Con la presentación de Guayem en Barcelona y Municipalia en Madrid entramos de lleno en el escenario abierto por las elecciones europeas. El cambio de guión provocado por la caída del bipartidismo, el bloqueo de sus vasos comunicantes (IU-UPyD), la irrupción de Podemos y el incremento de las demás pequeñas candidaturas, así como del voto en blanco y nulo en un contexto de elevada abstención, entre otros factores, ha inaugurado una fase en la que articular el desbordamiento democrático del 15M se ha convertido en una prioridad para la ciudadanía que se ha venido movilizando desde entonces con grandes esfuerzos, pero magros resultados. No puede ser esta articulación sino invención de una institucionalidad otra que ofrezca respuesta a las demandas democratizadoras de aquel mayo de 2011.

(Registros extraídos de un conjunto de datos)
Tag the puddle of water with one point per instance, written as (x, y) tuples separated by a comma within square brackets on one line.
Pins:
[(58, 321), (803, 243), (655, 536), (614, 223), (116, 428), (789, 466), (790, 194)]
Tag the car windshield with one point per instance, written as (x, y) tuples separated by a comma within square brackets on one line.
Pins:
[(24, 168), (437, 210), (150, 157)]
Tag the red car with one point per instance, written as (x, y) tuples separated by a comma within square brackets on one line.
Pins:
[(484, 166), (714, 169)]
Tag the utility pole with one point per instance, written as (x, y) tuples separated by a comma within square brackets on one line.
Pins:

→ **Tu tarea**
Indica en qué ciudad se presentó Municipalia, según el fragmento. Básate solo en el fragmento para responder.

→ **Tu respuesta**
En Madrid.